__Goal of the exercise__.
Gather every line of the items below that holds the string "cliff", and copy each one out.

++++++

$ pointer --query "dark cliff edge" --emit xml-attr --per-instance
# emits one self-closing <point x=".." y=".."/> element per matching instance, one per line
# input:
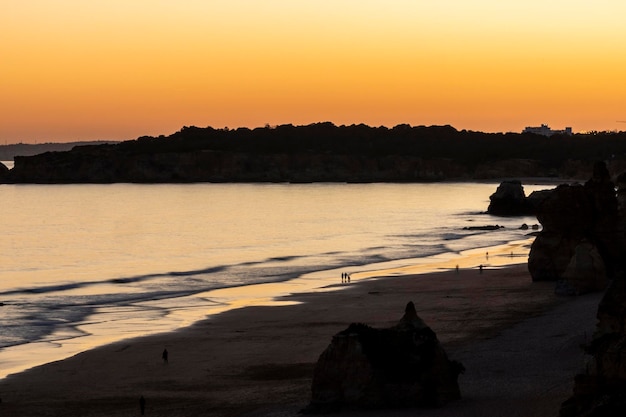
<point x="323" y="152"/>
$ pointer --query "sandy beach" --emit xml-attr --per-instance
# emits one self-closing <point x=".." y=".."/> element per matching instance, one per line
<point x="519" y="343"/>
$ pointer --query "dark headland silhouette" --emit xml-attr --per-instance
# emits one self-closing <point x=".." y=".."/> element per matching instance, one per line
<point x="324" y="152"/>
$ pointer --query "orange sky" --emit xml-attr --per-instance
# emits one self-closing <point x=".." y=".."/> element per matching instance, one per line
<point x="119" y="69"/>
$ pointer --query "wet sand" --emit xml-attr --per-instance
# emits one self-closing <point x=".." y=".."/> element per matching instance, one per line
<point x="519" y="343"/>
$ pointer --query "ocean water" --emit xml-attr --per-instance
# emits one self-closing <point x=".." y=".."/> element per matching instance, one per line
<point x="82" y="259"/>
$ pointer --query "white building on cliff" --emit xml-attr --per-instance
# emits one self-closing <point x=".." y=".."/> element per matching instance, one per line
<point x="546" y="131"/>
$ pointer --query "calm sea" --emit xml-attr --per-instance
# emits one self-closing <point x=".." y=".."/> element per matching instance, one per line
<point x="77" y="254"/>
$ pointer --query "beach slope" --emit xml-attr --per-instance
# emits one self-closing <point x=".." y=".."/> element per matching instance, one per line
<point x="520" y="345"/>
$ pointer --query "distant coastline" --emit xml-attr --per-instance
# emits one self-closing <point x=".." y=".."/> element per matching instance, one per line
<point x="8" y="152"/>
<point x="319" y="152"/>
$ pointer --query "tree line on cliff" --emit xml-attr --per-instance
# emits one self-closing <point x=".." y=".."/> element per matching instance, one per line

++++++

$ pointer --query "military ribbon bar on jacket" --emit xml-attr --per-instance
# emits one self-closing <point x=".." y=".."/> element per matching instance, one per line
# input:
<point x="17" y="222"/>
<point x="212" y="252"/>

++++++

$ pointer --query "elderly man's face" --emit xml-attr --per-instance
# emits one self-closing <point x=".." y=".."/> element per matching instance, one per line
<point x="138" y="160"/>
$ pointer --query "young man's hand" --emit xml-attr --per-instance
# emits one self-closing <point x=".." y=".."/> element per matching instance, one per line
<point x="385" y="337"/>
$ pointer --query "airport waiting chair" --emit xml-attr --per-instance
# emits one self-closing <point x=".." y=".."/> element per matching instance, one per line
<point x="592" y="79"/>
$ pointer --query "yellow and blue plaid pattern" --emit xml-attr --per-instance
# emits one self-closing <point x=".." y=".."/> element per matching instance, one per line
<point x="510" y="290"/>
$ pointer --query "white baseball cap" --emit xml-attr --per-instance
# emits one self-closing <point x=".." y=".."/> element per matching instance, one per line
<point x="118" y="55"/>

++++++

__Task solution__.
$ pointer --query "dark cliff edge" --emit xml-attr --per-instance
$ pointer --query "white building on cliff" --emit xml-attr --per-instance
$ pointer --query "tree line on cliff" --emit xml-attr --per-instance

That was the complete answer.